Images for object localization:
.....
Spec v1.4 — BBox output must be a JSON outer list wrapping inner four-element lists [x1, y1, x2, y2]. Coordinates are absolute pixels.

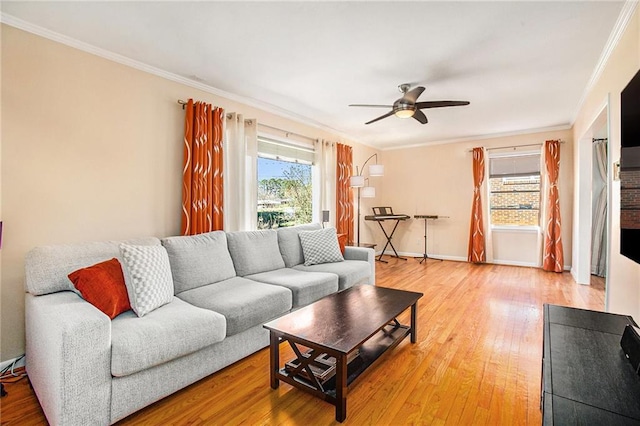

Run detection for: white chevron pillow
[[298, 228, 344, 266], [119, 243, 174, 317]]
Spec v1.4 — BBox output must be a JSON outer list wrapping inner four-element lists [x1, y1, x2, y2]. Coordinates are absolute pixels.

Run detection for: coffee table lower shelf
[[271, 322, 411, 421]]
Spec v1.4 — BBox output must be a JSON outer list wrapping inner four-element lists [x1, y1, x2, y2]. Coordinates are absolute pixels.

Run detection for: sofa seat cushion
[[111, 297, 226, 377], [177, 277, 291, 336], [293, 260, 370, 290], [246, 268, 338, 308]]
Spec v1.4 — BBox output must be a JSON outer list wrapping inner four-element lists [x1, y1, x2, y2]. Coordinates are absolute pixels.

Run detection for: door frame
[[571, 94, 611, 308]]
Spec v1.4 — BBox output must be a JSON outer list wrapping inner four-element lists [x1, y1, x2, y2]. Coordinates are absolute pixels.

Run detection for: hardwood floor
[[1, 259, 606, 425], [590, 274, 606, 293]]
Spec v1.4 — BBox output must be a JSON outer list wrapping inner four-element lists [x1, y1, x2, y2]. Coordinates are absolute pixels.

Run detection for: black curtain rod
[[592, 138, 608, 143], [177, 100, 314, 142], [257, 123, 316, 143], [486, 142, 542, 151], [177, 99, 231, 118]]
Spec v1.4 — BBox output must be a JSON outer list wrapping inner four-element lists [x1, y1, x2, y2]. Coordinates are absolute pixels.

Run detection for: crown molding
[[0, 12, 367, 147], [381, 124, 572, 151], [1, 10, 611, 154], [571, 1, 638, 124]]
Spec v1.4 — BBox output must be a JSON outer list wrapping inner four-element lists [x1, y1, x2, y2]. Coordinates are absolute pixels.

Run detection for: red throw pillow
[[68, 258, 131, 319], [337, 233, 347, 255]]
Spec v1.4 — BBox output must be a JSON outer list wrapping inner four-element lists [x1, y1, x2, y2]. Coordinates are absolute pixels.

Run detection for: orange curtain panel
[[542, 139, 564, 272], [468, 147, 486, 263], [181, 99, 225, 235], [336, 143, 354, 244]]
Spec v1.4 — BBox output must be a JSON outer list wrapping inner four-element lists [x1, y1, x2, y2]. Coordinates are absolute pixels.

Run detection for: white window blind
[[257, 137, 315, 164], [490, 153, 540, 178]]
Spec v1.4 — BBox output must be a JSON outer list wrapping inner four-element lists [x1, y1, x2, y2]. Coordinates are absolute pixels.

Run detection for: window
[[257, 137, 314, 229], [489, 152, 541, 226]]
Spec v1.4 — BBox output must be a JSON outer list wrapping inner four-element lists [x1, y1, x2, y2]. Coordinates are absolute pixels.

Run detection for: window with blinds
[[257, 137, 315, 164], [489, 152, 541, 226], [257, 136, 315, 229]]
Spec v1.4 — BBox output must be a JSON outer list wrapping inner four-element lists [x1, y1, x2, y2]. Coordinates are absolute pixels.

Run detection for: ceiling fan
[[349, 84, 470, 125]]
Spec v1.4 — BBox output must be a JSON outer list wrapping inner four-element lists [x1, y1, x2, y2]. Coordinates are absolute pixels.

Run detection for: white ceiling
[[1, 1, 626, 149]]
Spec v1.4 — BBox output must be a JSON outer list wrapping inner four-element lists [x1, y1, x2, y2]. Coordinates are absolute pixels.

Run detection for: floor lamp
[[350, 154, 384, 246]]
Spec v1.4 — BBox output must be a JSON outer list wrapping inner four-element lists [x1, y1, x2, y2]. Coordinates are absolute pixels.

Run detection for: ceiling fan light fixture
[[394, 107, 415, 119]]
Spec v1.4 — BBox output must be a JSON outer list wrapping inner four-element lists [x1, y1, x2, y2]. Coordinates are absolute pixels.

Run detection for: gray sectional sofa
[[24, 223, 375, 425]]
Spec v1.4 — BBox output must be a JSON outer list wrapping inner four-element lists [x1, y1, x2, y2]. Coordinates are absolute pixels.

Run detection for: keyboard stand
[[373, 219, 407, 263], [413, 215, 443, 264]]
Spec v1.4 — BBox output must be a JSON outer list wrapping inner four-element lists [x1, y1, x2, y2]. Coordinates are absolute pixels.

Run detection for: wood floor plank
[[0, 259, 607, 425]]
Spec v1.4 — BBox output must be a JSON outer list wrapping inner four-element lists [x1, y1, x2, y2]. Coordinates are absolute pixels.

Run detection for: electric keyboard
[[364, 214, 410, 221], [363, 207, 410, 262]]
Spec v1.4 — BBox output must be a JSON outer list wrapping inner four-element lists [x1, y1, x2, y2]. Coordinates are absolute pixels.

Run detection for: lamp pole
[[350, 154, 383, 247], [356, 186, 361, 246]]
.....
▸ **What the exercise asks**
The reply is to be all the records above, transcribed exactly, with no pictures.

▸ **Output for this task**
Spec v1.4 — BBox output must be a JSON outer list wrapping inner four-element lists [x1, y1, x2, y2]. Coordinates are absolute pixels.


Run detection for: white chevron pillow
[[298, 228, 344, 266], [119, 243, 174, 317]]
Spec v1.4 — BBox output must be a JSON outer list wrapping inner four-element lists [x1, y1, x2, y2]. Coordinates are absolute pixels.

Run detection for: coffee table lower shelf
[[271, 322, 411, 421]]
Spec v1.4 — BBox output must be a JSON outer list wrapping inner four-element lists [x1, y1, x2, y2]. Coordinates are absolute pixels.

Run detection for: sofa seat cushion
[[111, 297, 226, 377], [177, 277, 291, 336], [293, 260, 370, 290], [246, 268, 338, 308]]
Spec v1.4 — BBox output must be a JSON outer list wrapping inner four-element lists [x1, y1, x2, y2]. Coordinates are absolute pixels.

Run detection for: door frame
[[571, 94, 611, 308]]
Spec v1.4 — BBox output must be a JSON outer list wrapping inner four-element lists [x1, y1, x2, y2]. Coordinates are absolute pixels.

Run detection for: hardwood floor
[[1, 259, 606, 425], [590, 274, 606, 293]]
Spec v1.4 — BBox output must be a JSON outer list wrapping inner four-element lists [x1, y1, x2, y2]. Coordinates are absolute pixels.

Run detection for: black curtain rod
[[592, 138, 608, 143], [177, 100, 314, 142], [257, 123, 316, 143], [486, 142, 542, 151], [177, 99, 231, 118]]
Spec v1.4 — BBox output must be a JSON outer list wrapping inner four-element lists [x1, y1, x2, y2]. Coordinates are absolute pixels.

Run detection for: crown molding
[[0, 12, 367, 147], [381, 124, 572, 151], [1, 10, 611, 154], [571, 1, 638, 124]]
Spec v1.4 — BBox output must be a JSON outer list wrapping inner four-element lists [x1, y1, x2, y2]. Coordinates are absolute pixels.

Run detection for: red throw pillow
[[68, 258, 131, 319], [337, 233, 347, 255]]
Spec v1.4 — BBox output must be a JSON outer list wrapping inner four-element lists [x1, y1, x2, y2]. Coordinates are absolute pixels.

Run detection for: orange curtain panel
[[542, 139, 564, 272], [468, 147, 486, 263], [181, 99, 225, 235], [336, 143, 354, 244]]
Spec v1.4 — BBox output must be a JSON outer list wrapping inner four-element lists [x1, y1, x2, y2]. Coordinates are absolute pixels.

Run detection for: white window blind
[[257, 137, 315, 164], [490, 153, 540, 178]]
Spec v1.4 — BBox output must be a JSON outer list wrapping inner four-element lists [x1, y1, x2, y2]. Coordinates are absolute pixels.

Run detection for: window
[[257, 137, 314, 229], [489, 152, 541, 226]]
Spec v1.4 — BBox output must be a JSON outer list wrapping inner four-element lists [x1, y1, x2, y2]. Coordinates are absolute pixels.

Run detection for: window with blinds
[[257, 137, 315, 164], [489, 152, 541, 226], [257, 136, 315, 229]]
Spec v1.4 — BBox output must be a JSON outer list wrapping inner four-element lists [x1, y1, x2, y2]. Coordinates are absolute pixels.

Run detection for: ceiling fan
[[349, 84, 470, 125]]
Spec v1.4 — BBox output must be a JSON outer list wrapping inner four-element lists [x1, y1, x2, y2]. Coordinates are absolute pixels.

Run detection for: white ceiling
[[1, 1, 626, 149]]
Spec v1.4 — BBox output must be a JSON outer list wrapping inner four-element lists [x1, y1, x2, y2]. Coordinates are absolute pixels.

Run detection for: floor lamp
[[350, 154, 384, 246]]
Spec v1.4 — BBox output must be a JSON outer list wrapping inner four-element lists [x1, y1, x2, y2]. Coordinates are absolute pixels.

Run detection for: ceiling fan light fixture
[[394, 107, 415, 119]]
Spec v1.4 — BBox output must be a JSON outer list wrapping inner four-element lists [x1, y1, x2, y2]. Coordinates are absolute pixels.

Run detection for: gray sectional sofa
[[24, 223, 375, 425]]
Spec v1.4 — BBox output must be a JSON outer list wrapping inner four-element lists [x1, y1, x2, y2]. Coordinates are absolute pixels.

Run detection for: keyboard stand
[[373, 219, 407, 263], [413, 215, 443, 264]]
Spec v1.4 — BBox output must be a JSON outer list wrapping inner four-element lists [x1, y1, x2, y2]. Coordinates are absolute pixels.

Run detection for: wood floor plank
[[0, 259, 607, 425]]
Spec v1.4 — BBox output must be a JSON outer list wrapping inner four-element lists [x1, y1, x2, y2]. Coordinates are absolute pixels.

Run detection for: electric keyboard
[[364, 214, 410, 221], [363, 207, 410, 262]]
Spec v1.4 — BBox output must be a JSON outer list wrapping inner four-element lists [x1, y1, x2, y2]. Coordinates are absolute pixels.

Run detection for: lamp pole
[[350, 154, 383, 247], [356, 186, 361, 246]]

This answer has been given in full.